Ho sentito interisti dire che in germania hanno giocato bene, che bellanova , gosens e asllani hanno giocato bene, ecc ecc.

Evidentemente loro sono la banda del bus, noi abbiamo altri pensieri calcistici.


----------



## diavoloINme (3 Novembre 2022)

Lineker10 ha scritto:


> Ci sono anche gli avversari.
> Il Salisburgo è una squadra inferiore a noi nel complesso e l'abbiamo fatto vedere bene, ma hanno qualità, soprattutto davanti.
> Quando intercettavano palla erano sempre molto bravi a ripartire in velocità, con azioni rapide e giocatori forti negli uno contro uno.
> Abbiamo vinto sul piano della qualità, facendoli calare alla distanza, come dovevamo fare.
> ...


Mi capita spesso quando vedo giocare il milan di fare nella mia mente dei parallelismi tra noi e l'atalanta nel suo massimo splendore e credo dovremmo molto migliorare la fase di possesso in tante fasi di gioco.
Parlo dell'atalanta perchè le somigliamo per molti principi di gioco anche se siamo molto superiori e abbiamo centrato lo scudetto.

Il giro-palla dietro deve essere più qualitativo , come deve essere migliore la gestione dei momenti.
Poi però guardo l'età dei nostri e realizzo che il tempo deve scorrere.


----------



## Lineker10 (3 Novembre 2022)

diavoloINme ha scritto:


> Mi capita spesso quando vedo giocare il milan di fare nella mia mente dei parallelismi tra noi e l'atalanta nel suo massimo splendore e credo dovremmo molto migliorare la fase di possesso in tante fasi di gioco.
> Parlo dell'atalanta perchè le somigliamo per molti principi di gioco anche se siamo molto superiori e abbiamo centrato lo scudetto.
> 
> Il giro-palla dietro deve essere più qualitativo , come deve essere migliore la gestione dei momenti.

▶ [DATI GREZZI]
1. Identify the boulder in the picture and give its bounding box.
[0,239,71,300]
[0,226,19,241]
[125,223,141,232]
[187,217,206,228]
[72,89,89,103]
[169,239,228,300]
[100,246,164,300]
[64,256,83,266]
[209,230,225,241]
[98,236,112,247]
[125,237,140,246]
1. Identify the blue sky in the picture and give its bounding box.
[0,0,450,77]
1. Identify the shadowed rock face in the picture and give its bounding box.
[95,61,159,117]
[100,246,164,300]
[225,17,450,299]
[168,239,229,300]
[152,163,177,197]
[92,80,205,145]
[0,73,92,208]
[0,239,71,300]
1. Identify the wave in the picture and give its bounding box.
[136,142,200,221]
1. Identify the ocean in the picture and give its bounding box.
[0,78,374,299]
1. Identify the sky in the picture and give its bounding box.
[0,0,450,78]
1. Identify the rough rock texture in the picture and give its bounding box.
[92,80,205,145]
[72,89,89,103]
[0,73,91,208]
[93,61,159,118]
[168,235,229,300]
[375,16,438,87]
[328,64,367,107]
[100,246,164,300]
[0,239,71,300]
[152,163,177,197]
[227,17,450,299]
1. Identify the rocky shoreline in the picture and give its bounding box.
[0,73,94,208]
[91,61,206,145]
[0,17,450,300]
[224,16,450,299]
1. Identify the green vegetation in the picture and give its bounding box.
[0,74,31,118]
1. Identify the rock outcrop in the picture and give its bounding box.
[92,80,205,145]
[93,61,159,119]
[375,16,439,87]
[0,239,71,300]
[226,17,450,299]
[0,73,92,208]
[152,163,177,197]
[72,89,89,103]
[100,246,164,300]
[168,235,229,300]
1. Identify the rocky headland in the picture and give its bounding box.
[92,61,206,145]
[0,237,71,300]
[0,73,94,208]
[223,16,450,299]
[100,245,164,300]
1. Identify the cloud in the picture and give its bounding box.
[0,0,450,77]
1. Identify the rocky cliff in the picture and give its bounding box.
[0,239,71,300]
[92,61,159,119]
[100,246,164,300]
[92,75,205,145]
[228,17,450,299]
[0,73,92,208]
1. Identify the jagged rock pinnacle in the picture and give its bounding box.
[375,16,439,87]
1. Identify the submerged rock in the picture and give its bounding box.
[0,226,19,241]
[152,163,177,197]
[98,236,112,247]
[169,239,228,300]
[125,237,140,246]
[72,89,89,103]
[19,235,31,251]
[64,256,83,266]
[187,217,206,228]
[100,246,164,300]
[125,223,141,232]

▶ [CONSEGNE]
a. Traduci in inglese la seguente frase della discussione sul Milan: «Poi però guardo l'età dei nostri e realizzo che il tempo deve scorrere.»
b. Riprendi la discussione sul Milan e proseguila a partire dall'ultima frase riportata.
Il materiale non è necessario per svolgere il lavoro.

▶ [SOLUZIONI ATTESE]
a. But then I look at the age of our players and realize that time has to pass.

b.
> Poi però guardo l'età dei nostri e realizzo che il tempo deve scorrere.


Si l'Atalanta è stata la capostipite di un certo tipo di calcio "intenso" chiamiamolo cosi, oggi in tanti cercano di farlo.
Noi rispetto a loro abbiamo piu individualità, dunque nel complesso una squadra meno lineare.
Un discorso è un Gosens che è tipico giocatore da binario e inserimento senza palla, un conto è Theo che già definire terzino o esterno diventa difficile.

Il calcio di Pioli, ricordo anche quando era a Firenze, si basa su un'interpretazione fluida delle posizioni, mentre quello del Gasp (come Conte per esempio) seguono principi invece molto rigidi, soprattutto in fase di possesso palla.

Finito il paragone... concordo, dovremmo imparare a fare un possesso palla piu difensivo per variare, come abbiamo fatto nella volata scudetto. Abbassare il ritmo, gestire il gioco, rischiare poco. Invece, come ieri sera, adesso cerchiamo sempre di spingere al massimo per novanta minuti.

Ci sta come principio. La partita di ieri è stata bellissima anche per i tifosi neutrali. Calcio di alto livello. Il problema si pone quando affrontiamo squadre superiori che certi errori li fanno pagare cari.
Come dici tu, siamo una squadra giovane e ci troviamo per le prime volte ad affrontare certe situazioni. Ieri abbiamo vinto un match da dentro o fuori (pure se ci bastava il pari), per certi versi simile a quelli della corsa scudetto. Il prossimo passo sarà giocare finalmente alla pari negli ottavi, chiunque sia l'avversario, dopo che con Liverpool e Chelsea siamo stati insufficienti.


----------



## Lineker10 (3 Novembre 2022)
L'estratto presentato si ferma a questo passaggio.